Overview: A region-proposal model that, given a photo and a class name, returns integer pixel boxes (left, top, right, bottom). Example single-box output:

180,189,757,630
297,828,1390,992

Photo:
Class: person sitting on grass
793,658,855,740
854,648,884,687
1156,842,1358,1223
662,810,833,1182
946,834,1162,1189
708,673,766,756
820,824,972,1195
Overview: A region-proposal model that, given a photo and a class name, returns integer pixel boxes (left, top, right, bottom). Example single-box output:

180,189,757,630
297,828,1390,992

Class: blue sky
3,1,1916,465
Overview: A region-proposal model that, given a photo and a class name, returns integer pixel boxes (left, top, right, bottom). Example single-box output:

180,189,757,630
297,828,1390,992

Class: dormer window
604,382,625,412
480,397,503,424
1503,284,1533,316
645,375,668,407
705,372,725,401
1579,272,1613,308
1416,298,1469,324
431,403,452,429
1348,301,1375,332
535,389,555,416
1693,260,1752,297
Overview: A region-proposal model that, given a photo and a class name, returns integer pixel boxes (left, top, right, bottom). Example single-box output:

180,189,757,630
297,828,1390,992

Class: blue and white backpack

* * *

Assignment: Every record, from top to bottom, must be transcribed exactly.

Solution to this task:
Overview: A region-proposal model that, given a photo and a class name, returns integer pixel boxes (left, top, right, bottom). Example single-box output:

180,189,757,630
297,828,1390,992

Photo:
Class: person sitting on grass
793,658,855,740
854,648,884,687
1156,842,1358,1223
662,810,833,1182
946,834,1162,1189
708,673,766,756
820,824,972,1195
Overview: A region-proposal model that, given a photo and a class name, returns integer pixel boxes (left, top, right, bottom). Example single-box output:

180,189,757,630
297,828,1390,992

Class: blue sky
3,1,1916,465
Overview: A region-proposal model that, given a photo and a class name, returns integer pixel boxes (left, top, right, bottom). Example single-box output:

180,189,757,630
297,828,1390,992

Class: dormer window
604,382,625,412
480,397,503,424
1503,284,1533,316
645,375,668,407
705,372,725,401
1579,272,1613,308
1416,298,1469,324
431,403,452,429
1348,301,1375,332
535,389,555,416
1693,260,1752,297
Overview: A region-proposal model that, given a photo and a class name, returns integer pixel boxes (left, top, right, bottom). Example single-box output:

180,189,757,630
297,828,1390,992

Class: blue and white backpack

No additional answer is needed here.